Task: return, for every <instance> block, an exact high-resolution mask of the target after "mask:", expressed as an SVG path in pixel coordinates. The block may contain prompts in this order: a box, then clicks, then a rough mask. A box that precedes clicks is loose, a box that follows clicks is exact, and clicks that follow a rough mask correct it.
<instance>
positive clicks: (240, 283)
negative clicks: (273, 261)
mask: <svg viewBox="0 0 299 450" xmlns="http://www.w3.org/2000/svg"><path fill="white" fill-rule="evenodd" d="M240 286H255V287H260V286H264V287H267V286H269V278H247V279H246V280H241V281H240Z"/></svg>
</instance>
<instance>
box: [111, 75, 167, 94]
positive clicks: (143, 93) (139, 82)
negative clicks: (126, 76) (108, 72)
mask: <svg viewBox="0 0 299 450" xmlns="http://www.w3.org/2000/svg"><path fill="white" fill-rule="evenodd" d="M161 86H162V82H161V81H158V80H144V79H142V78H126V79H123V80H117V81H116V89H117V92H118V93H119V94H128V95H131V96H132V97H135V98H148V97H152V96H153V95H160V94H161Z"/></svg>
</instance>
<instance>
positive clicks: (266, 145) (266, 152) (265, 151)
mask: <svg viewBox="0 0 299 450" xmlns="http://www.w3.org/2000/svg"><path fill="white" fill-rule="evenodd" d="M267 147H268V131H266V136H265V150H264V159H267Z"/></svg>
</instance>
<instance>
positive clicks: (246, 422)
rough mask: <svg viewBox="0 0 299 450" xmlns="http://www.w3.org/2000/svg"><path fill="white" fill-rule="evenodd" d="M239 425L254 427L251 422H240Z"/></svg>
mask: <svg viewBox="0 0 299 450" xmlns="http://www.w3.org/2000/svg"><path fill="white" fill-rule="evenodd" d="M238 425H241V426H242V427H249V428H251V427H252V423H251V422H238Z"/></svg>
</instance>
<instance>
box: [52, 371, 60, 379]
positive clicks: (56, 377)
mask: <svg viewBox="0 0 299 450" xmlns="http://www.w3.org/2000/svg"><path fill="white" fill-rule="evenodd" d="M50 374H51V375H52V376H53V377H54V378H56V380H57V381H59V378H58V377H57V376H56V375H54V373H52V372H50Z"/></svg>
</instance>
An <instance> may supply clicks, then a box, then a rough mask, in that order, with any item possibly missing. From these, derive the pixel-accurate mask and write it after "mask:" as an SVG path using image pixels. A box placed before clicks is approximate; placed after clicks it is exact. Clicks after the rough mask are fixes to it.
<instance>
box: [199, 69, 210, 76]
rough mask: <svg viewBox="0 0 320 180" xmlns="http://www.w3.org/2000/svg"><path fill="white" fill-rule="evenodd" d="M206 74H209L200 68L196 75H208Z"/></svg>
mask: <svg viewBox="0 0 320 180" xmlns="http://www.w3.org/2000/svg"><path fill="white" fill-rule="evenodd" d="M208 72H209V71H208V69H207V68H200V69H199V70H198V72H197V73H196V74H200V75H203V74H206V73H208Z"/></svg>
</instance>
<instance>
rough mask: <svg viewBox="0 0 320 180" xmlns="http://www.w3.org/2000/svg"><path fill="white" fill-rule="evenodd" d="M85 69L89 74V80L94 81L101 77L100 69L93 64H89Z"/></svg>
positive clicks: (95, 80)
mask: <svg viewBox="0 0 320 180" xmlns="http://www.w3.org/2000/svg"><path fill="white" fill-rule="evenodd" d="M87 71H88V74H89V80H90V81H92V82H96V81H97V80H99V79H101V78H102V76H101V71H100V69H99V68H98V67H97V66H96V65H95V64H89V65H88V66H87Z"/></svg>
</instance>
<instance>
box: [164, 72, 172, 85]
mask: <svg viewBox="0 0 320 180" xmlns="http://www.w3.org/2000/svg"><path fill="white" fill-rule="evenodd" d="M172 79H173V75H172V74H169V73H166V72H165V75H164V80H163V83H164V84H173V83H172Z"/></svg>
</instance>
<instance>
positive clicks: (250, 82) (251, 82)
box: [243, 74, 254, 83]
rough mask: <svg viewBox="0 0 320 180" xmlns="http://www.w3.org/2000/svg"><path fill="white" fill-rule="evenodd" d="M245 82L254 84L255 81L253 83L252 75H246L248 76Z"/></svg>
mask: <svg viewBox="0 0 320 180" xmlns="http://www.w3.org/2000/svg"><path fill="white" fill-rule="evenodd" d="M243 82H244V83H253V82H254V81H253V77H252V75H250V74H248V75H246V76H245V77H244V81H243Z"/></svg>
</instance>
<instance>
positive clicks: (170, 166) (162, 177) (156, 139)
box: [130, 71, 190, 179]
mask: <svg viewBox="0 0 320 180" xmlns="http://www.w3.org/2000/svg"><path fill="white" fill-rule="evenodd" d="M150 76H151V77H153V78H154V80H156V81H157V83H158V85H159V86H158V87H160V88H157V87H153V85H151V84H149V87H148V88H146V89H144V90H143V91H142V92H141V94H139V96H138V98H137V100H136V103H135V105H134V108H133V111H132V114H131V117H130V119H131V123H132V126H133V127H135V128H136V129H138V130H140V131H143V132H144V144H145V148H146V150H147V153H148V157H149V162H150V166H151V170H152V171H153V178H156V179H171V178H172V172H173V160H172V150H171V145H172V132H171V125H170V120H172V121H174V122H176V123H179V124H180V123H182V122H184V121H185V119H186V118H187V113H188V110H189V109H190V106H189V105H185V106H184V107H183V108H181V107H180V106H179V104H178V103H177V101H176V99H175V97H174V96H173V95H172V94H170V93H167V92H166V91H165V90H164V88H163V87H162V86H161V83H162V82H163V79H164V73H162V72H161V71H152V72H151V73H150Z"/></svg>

---------------

Go through the records above and write each one out again exactly.

→ **FINAL ANSWER**
Task: return, for every <instance> block, an exact high-resolution mask of the target after "mask:", expressed as an SVG path in pixel coordinates. The block may contain prompts in this order: a box, then clicks, then a rough mask. A box that precedes clicks is loose, a box that follows clicks is exact, and clicks that follow a rough mask correct it.
<instance>
positive clicks: (240, 283)
negative clicks: (273, 261)
mask: <svg viewBox="0 0 299 450" xmlns="http://www.w3.org/2000/svg"><path fill="white" fill-rule="evenodd" d="M240 286H255V287H260V286H264V287H267V286H269V278H247V279H246V280H241V281H240Z"/></svg>
</instance>
<instance>
box: [111, 75, 167, 94]
positive clicks: (143, 93) (139, 82)
negative clicks: (126, 76) (108, 72)
mask: <svg viewBox="0 0 299 450" xmlns="http://www.w3.org/2000/svg"><path fill="white" fill-rule="evenodd" d="M161 86H162V82H161V81H158V80H144V79H142V78H126V79H123V80H117V81H116V89H117V92H118V93H119V94H128V95H131V96H132V97H135V98H148V97H152V96H153V95H160V94H161Z"/></svg>
</instance>
<instance>
positive clicks: (266, 145) (266, 152) (265, 151)
mask: <svg viewBox="0 0 299 450" xmlns="http://www.w3.org/2000/svg"><path fill="white" fill-rule="evenodd" d="M267 147H268V131H266V136H265V150H264V159H267Z"/></svg>
</instance>
<instance>
positive clicks: (246, 422)
rough mask: <svg viewBox="0 0 299 450" xmlns="http://www.w3.org/2000/svg"><path fill="white" fill-rule="evenodd" d="M239 425L254 427L251 422H240Z"/></svg>
mask: <svg viewBox="0 0 299 450" xmlns="http://www.w3.org/2000/svg"><path fill="white" fill-rule="evenodd" d="M238 425H241V426H242V427H249V428H251V427H252V423H251V422H238Z"/></svg>
</instance>
<instance>
box: [52, 371, 60, 379]
positive clicks: (56, 377)
mask: <svg viewBox="0 0 299 450" xmlns="http://www.w3.org/2000/svg"><path fill="white" fill-rule="evenodd" d="M50 374H51V375H52V376H53V377H54V378H56V380H57V381H59V378H58V377H57V376H56V375H54V373H52V372H50Z"/></svg>
</instance>
An <instance> may supply clicks, then a box, then a rough mask, in that order, with any item possibly missing. From these, derive the pixel-accurate mask and write it after "mask:" as an SVG path using image pixels. A box placed before clicks is approximate; placed after clicks it is exact. Clicks after the rough mask are fixes to it.
<instance>
box: [199, 69, 210, 76]
rough mask: <svg viewBox="0 0 320 180" xmlns="http://www.w3.org/2000/svg"><path fill="white" fill-rule="evenodd" d="M206 74H209L200 68L196 75H208Z"/></svg>
mask: <svg viewBox="0 0 320 180" xmlns="http://www.w3.org/2000/svg"><path fill="white" fill-rule="evenodd" d="M208 72H209V71H208V69H207V68H200V69H199V70H198V72H197V73H196V74H200V75H203V74H206V73H208Z"/></svg>
</instance>
<instance>
rough mask: <svg viewBox="0 0 320 180" xmlns="http://www.w3.org/2000/svg"><path fill="white" fill-rule="evenodd" d="M85 69L89 74V80L94 81L101 77L100 69L93 64H89Z"/></svg>
positive clicks: (95, 80)
mask: <svg viewBox="0 0 320 180" xmlns="http://www.w3.org/2000/svg"><path fill="white" fill-rule="evenodd" d="M87 71H88V74H89V80H90V81H92V82H96V81H97V80H99V79H101V78H102V76H101V71H100V69H99V68H98V67H97V66H96V65H95V64H89V65H88V66H87Z"/></svg>
</instance>
<instance>
box: [164, 72, 172, 85]
mask: <svg viewBox="0 0 320 180" xmlns="http://www.w3.org/2000/svg"><path fill="white" fill-rule="evenodd" d="M172 79H173V75H172V74H169V73H166V72H165V75H164V80H163V83H164V84H173V83H172Z"/></svg>
</instance>
<instance>
positive clicks: (250, 82) (251, 82)
box: [243, 74, 254, 83]
rough mask: <svg viewBox="0 0 320 180" xmlns="http://www.w3.org/2000/svg"><path fill="white" fill-rule="evenodd" d="M245 82L254 84L255 81L253 83L252 75H246L248 76Z"/></svg>
mask: <svg viewBox="0 0 320 180" xmlns="http://www.w3.org/2000/svg"><path fill="white" fill-rule="evenodd" d="M243 82H244V83H253V82H254V81H253V77H252V75H250V74H248V75H246V76H245V77H244V81H243Z"/></svg>
</instance>
<instance>
positive clicks: (170, 166) (162, 177) (156, 139)
box: [130, 71, 190, 179]
mask: <svg viewBox="0 0 320 180" xmlns="http://www.w3.org/2000/svg"><path fill="white" fill-rule="evenodd" d="M150 76H151V77H153V78H154V80H156V81H157V83H158V85H159V86H158V87H160V88H157V87H153V85H151V84H149V87H148V88H146V89H144V90H143V91H142V92H141V94H139V96H138V98H137V100H136V103H135V105H134V108H133V111H132V114H131V117H130V119H131V123H132V126H133V127H135V128H136V129H138V130H140V131H143V132H144V144H145V148H146V150H147V153H148V157H149V162H150V166H151V170H152V171H153V178H156V179H171V178H172V172H173V160H172V150H171V145H172V132H171V125H170V120H172V121H174V122H176V123H179V124H180V123H182V122H184V121H185V119H186V118H187V113H188V110H189V109H190V106H189V105H185V106H184V107H183V108H181V107H180V106H179V104H178V103H177V101H176V99H175V97H174V96H173V95H172V94H170V93H167V92H166V91H165V90H164V88H163V87H162V86H161V83H162V82H163V79H164V73H162V72H161V71H152V72H151V73H150Z"/></svg>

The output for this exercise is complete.